--- WHAT THE TASK REQUIRES ---
Repeat the whole listing exactly as written.

--- DATASET EXTRACT ---
-=-=-=-=-

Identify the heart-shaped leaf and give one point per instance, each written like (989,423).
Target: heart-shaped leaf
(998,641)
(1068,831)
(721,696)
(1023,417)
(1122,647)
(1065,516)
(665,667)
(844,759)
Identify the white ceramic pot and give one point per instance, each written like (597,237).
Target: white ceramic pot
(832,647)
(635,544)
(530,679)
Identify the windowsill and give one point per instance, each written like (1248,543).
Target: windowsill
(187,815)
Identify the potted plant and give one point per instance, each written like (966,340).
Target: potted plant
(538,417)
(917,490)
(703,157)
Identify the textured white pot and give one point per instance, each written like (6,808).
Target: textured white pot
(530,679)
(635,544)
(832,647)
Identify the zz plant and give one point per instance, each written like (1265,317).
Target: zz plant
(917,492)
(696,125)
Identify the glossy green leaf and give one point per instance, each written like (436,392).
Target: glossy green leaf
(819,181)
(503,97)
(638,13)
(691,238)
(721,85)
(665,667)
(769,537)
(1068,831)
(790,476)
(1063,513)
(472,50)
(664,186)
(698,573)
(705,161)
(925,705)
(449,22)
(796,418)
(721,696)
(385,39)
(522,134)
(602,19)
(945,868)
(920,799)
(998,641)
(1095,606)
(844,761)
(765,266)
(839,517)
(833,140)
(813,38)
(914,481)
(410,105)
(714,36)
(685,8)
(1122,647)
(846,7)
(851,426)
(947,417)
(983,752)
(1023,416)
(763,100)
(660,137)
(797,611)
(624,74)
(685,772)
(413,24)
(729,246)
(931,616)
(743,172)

-=-=-=-=-

--- ANSWER BELOW ---
Identify the heart-shaped leaf and give one point per instance, each written like (989,423).
Target: heart-shaped leaf
(998,641)
(1068,831)
(721,696)
(1023,417)
(1122,647)
(1065,516)
(665,667)
(844,759)
Identify the white ceramic pot and give one point per instance, each written like (597,237).
Target: white ceramic pot
(832,647)
(635,544)
(530,679)
Identify the windowsill and give one point per instance, each written like (1248,543).
Target: windowsill
(187,815)
Identify the potted plant and give one point per instance, each written like (966,340).
Target: potted plant
(538,417)
(917,490)
(703,157)
Identify the textured white pot and give one point per instance, each written like (6,808).
Target: textured white pot
(530,679)
(635,544)
(832,647)
Identify the zz plant and give one point per instance, each written like (1265,317).
Target: zz plant
(917,492)
(696,125)
Identify the glossy green leaf and give one point per instance, each written like (436,392).
Target: glossy green leaf
(819,181)
(503,97)
(638,13)
(691,238)
(721,85)
(665,667)
(769,537)
(1068,831)
(790,476)
(1063,513)
(472,50)
(664,186)
(698,573)
(705,161)
(925,705)
(449,22)
(796,418)
(721,696)
(385,39)
(522,134)
(602,19)
(945,868)
(920,799)
(998,641)
(1095,606)
(844,761)
(765,266)
(839,517)
(833,140)
(813,38)
(914,481)
(410,105)
(714,36)
(685,8)
(1122,647)
(846,7)
(851,426)
(947,417)
(983,752)
(1023,416)
(763,100)
(660,137)
(797,611)
(624,74)
(685,772)
(413,24)
(729,246)
(931,616)
(743,172)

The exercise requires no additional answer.